■ **Task statement**
For this exercise, print the records below verbatim.

Dataset entries
++++++++++
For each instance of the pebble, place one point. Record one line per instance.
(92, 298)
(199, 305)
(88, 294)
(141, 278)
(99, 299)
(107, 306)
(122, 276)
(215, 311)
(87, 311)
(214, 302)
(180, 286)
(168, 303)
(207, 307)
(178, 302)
++++++++++
■ **The answer**
For each instance of the pebble, place one point. Record one line per instance.
(92, 298)
(199, 305)
(88, 294)
(141, 278)
(99, 299)
(107, 306)
(122, 276)
(215, 311)
(87, 311)
(214, 302)
(180, 286)
(168, 303)
(207, 307)
(178, 302)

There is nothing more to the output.